*Set exercise:* Rewrite every entry below, replacing each occurrence of "dot" with "point" and leaving everything else unchanged. Leave the pictures out of your answer.

*Data extract:*
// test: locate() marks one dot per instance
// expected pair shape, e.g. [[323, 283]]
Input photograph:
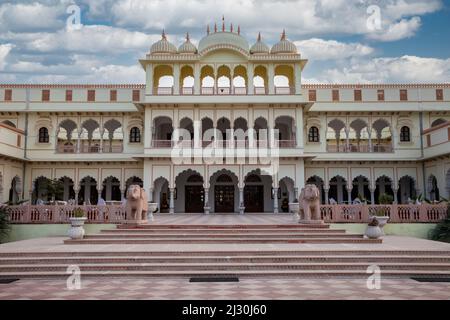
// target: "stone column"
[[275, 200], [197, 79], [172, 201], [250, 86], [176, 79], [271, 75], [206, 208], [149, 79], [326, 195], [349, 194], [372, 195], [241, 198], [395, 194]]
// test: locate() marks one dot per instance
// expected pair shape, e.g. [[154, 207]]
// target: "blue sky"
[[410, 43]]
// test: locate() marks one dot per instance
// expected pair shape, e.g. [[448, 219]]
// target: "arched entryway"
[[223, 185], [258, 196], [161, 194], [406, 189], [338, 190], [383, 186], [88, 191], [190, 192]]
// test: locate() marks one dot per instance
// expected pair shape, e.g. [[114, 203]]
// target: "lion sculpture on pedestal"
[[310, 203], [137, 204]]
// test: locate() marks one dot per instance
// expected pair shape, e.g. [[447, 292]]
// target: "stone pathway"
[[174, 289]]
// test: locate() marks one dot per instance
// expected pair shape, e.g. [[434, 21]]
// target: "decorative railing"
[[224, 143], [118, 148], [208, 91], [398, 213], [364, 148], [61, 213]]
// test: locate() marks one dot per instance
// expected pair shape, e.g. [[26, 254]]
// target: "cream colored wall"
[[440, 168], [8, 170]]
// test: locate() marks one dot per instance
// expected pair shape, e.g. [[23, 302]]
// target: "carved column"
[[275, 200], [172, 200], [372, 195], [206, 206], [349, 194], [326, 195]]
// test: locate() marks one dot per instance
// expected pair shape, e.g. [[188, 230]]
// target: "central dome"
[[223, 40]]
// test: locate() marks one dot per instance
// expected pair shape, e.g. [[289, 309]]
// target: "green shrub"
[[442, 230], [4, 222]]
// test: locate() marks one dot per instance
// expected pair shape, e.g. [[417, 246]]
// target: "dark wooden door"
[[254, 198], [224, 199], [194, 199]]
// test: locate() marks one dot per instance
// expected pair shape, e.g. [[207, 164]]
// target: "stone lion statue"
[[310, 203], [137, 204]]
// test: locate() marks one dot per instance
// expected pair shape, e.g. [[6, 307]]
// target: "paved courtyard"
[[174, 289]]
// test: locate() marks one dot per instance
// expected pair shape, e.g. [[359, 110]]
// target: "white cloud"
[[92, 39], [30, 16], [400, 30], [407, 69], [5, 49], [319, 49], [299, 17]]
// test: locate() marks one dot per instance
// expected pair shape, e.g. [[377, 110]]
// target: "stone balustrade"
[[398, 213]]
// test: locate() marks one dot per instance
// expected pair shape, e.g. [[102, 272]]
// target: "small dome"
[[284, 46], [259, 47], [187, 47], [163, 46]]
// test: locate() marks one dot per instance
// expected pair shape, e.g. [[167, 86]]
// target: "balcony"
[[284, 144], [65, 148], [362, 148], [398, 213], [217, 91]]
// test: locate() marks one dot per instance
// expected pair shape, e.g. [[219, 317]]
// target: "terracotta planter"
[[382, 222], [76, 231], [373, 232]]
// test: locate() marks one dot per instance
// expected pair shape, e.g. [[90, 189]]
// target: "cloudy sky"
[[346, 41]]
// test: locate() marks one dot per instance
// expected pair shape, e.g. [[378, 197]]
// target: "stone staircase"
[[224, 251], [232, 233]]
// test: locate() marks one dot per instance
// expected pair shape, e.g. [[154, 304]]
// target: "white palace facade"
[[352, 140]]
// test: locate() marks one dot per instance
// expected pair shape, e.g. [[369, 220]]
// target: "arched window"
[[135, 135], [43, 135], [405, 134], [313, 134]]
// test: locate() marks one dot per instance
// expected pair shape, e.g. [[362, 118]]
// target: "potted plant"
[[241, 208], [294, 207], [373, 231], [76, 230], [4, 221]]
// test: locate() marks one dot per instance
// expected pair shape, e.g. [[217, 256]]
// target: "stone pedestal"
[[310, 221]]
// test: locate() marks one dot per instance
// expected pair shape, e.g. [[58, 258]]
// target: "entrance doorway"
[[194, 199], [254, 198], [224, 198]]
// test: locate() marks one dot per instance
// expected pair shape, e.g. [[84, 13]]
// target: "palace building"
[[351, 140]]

*Output below:*
// test: locate() marks one point per instance
// expected pair shape, e.g. [[323, 283]]
Input photograph:
// target: "stone column"
[[275, 200], [197, 79], [172, 201], [250, 86], [176, 79], [271, 75], [206, 208], [149, 79], [326, 195], [349, 194], [372, 195], [241, 198], [395, 194]]
// test: locate() marks one point per instance
// expected pair shape, e.g. [[154, 207]]
// target: "blue sky"
[[410, 43]]
// test: locate() marks one point per instance
// expected pair shape, e.g. [[448, 219]]
// target: "arched entryway"
[[223, 185], [258, 196], [161, 194], [406, 189], [338, 190], [383, 186], [88, 191], [190, 192]]
// test: locate() marks one point per instance
// expected pair shape, e.g. [[114, 203]]
// target: "lion sculpture on pedestal"
[[310, 203], [137, 204]]
// test: locate() marks one point per instance
// expected pair shape, e.g. [[447, 292]]
// target: "stone pathway"
[[174, 289]]
// test: locate() marks one point per instance
// expected pair shape, e.g. [[434, 21]]
// target: "decorative railing"
[[224, 143], [118, 148], [208, 91], [398, 213], [364, 148], [61, 213]]
// test: locate() marks one point per instance
// expected pair shape, e.g. [[26, 254]]
// target: "cream colored wall"
[[440, 168], [8, 170]]
// test: locate() marks one point per instance
// expected pair shape, e.g. [[23, 302]]
// target: "carved column"
[[275, 200], [172, 200], [372, 195], [206, 206], [349, 194], [326, 195]]
// test: locate() marks one point per instance
// expected pair shape, e.g. [[188, 230]]
// target: "central dome"
[[223, 40]]
// test: locate() marks one point per instance
// expected pair shape, e.g. [[289, 309]]
// target: "green shrub"
[[442, 230], [4, 222]]
// test: locate() marks one point per instance
// expected pair shape, e.g. [[417, 246]]
// target: "dark wooden door"
[[254, 198], [224, 199], [194, 199]]
// test: locate() marks one point per instance
// expected pair shape, e.g. [[207, 164]]
// target: "stone lion statue"
[[310, 203], [137, 204]]
// test: locate() marks one point per instance
// expected pair shape, e.g. [[6, 307]]
// target: "paved courtyard"
[[174, 289]]
// test: locate() marks one point per instance
// expected pair shape, e.g. [[359, 110]]
// target: "white cloud"
[[92, 39], [30, 16], [400, 30], [407, 69], [5, 49], [319, 49], [299, 17]]
// test: locate() marks one point per instance
// expected pair shape, e.g. [[377, 110]]
// target: "stone balustrade"
[[398, 213]]
// test: locate() marks one point per instance
// expected pair shape, e.g. [[102, 272]]
// target: "small dome"
[[284, 46], [259, 47], [187, 47], [163, 46]]
// test: locate() marks one point per instance
// expected pair shape, e.g. [[167, 86]]
// target: "balcony"
[[284, 144], [65, 148], [362, 148], [398, 213], [217, 91]]
// test: locate() marks one point per instance
// expected pair shape, e.g. [[219, 317]]
// target: "terracotta planter"
[[382, 222], [76, 231], [373, 232]]
// test: locate() marks one point per instance
// expected pair shape, e.g. [[90, 189]]
// target: "cloudy sky"
[[346, 41]]
// test: locate() marks one point per instance
// expected pair shape, e.g. [[378, 197]]
// target: "stone staircase"
[[224, 251], [232, 233]]
// test: locate() marks one point per instance
// expected pair shape, e.g. [[154, 304]]
// target: "white palace facade"
[[352, 140]]
// test: locate() marks one point per instance
// expected pair shape, e.g. [[369, 220]]
// target: "arched window"
[[135, 135], [43, 135], [405, 134], [313, 134]]
// test: locate() marks one point per instance
// expected pair shape, e.g. [[362, 118]]
// target: "potted plant"
[[241, 208], [294, 207], [373, 231], [76, 230], [4, 221]]
// test: locate() marks one point per instance
// expected pair shape, e.g. [[217, 256]]
// target: "stone pedestal"
[[310, 221]]
// test: locate() marks one point per instance
// expected pair shape, e.g. [[58, 258]]
// target: "entrance doorway"
[[194, 199], [254, 198], [224, 198]]
// test: locate() marks one point per instance
// expected pair shape, e.g. [[84, 13]]
// target: "palace building"
[[351, 140]]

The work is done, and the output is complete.